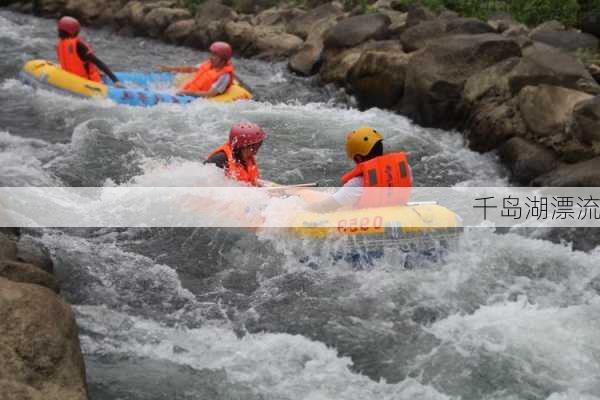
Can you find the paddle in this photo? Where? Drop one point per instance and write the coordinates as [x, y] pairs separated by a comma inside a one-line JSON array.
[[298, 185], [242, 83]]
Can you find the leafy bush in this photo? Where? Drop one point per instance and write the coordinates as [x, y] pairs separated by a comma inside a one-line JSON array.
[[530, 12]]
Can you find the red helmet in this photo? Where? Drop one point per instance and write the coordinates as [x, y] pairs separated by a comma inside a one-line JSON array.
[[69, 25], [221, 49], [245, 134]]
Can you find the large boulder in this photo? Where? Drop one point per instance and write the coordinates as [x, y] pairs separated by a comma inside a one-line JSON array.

::::::::::

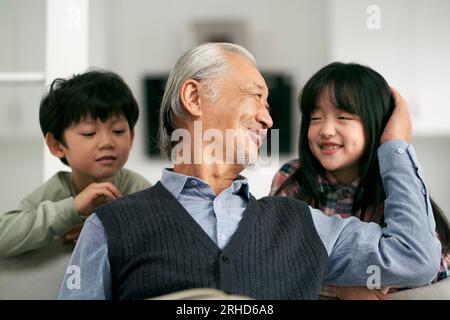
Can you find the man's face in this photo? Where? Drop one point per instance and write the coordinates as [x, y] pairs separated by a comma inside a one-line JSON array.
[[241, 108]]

::::::::::

[What the exercise asks] Quote the data above from the line containing "Can you find the red" to the line containing "Can you find the large", inclusive, and stop.

[Response to this task]
Can you find the red helmet in this photo? Where? Drop one point per instance and write the coordinates as [x, y] pairs separated by a comma inside a one-line JSON array.
[[69, 25], [221, 49], [245, 134]]
Can you find the large boulder in this photo? Where? Drop one point per instance and write the coordinates as [x, y] pairs separated by a comma inside a one-line JSON array.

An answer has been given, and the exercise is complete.